• Text segment
|Philippine warty pig|
The Philippine warty pig (Sus philippensis) is one of four known species in the pig genus (Sus) endemic to the Philippines. The other three endemic species are the Visayan warty pig (S. cebifrons), Mindoro warty pig (S. oliveri) and the Palawan bearded pig (S. ahoenobarbus), also being rare members of the family Suidae. Philippine warty pigs have two pairs of warts, with a tuft of hair extending outwards from the warts closest to the jaw. It has multiple native common names, but it is most widely known as baboy damo ("bush pig") in Tagalog.
There are at least two recognized subspecies of the Philippine warty pig:
In general, the original distribution of S. philippensis covered the western islands of the Philippines, while the original distribution of S. cebifrons covered the central and eastern islands. Specifically, the range of Philippine warty pigs included Luzon, Biliran, Samar, Leyte, Mindoro, Mindanao, Jolo, Polillo, Catanduanes, and possibly other islands. The warty pigs in Lubang Island and its outlying islands may be a distinct species. Moreover, it was formerly found in most habitats (from sea level to up to 2800 m) but is now confined to remote forests due to loss of habitat and heavy hunting by noose traps or trigger set bullets.
Wild pigs have been reported in Bohol and Sibuyan, although it is unclear whether these populations are S. cebifrons or S. philippensis. In April 2022, a Philippine warty pig was documented by a Department of Environment and Natural Resources (DENR) team while climbing Mount Apo.
It is closely related to the Bornean bearded pig (Sus barbatus), and in fact was once thought to be a subspecies (i.e., S. b. philippensis) like the Palawan bearded pig (S. b. ahoenobarbus). The Palawan bearded pig is now also frequently classified not as a subspecies, but as a separate Philippine endemic pig species, S. ahoenobarbus.
With loss of its natural habitat from deforestation and uncontrolled logging and hunting, they have been forced into close contact with domestic pigs (Sus scrofa domestica) (the domesticated variety of the non-endemic Eurasian wild boar), and hybridization between the two species has been reported. Accordingly, genetic contamination of Philippine warty pig stock is a real and irreversible problem.

• Stored data
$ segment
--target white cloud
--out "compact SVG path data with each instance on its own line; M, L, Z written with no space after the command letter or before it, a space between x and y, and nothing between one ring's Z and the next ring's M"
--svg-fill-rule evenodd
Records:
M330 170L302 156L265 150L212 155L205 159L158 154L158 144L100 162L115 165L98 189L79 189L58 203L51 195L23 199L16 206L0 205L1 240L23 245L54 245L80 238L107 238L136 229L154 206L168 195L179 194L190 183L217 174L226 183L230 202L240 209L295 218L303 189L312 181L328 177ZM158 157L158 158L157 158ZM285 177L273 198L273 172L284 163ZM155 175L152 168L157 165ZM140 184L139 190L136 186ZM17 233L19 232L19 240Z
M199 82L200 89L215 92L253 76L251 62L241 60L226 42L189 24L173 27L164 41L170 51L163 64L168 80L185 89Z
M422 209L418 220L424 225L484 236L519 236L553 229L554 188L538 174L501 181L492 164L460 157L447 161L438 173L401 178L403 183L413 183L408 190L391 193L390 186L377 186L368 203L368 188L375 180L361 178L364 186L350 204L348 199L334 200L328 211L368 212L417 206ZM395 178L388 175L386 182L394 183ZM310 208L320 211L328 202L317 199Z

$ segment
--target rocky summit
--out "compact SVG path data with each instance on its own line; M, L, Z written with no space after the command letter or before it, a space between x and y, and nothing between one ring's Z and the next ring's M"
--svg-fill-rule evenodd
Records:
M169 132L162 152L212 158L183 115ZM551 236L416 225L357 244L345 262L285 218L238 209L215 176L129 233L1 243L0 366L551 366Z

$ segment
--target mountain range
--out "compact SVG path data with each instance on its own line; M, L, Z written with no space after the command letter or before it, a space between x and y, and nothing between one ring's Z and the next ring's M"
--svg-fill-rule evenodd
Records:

• What to do
(A) Echo the Philippine warty pig text word for word, starting with "It is closely" and going on through "species, S. ahoenobarbus.".
(B) According to the Philippine warty pig text, by what name is the species most widely known in Tagalog?

• Responses to the tasks
(A)
It is closely related to the Bornean bearded pig (Sus barbatus), and in fact was once thought to be a subspecies (i.e., S. b. philippensis) like the Palawan bearded pig (S. b. ahoenobarbus). The Palawan bearded pig is now also frequently classified not as a subspecies, but as a separate Philippine endemic pig species, S. ahoenobarbus.

(B) Baboy damo ("bush pig")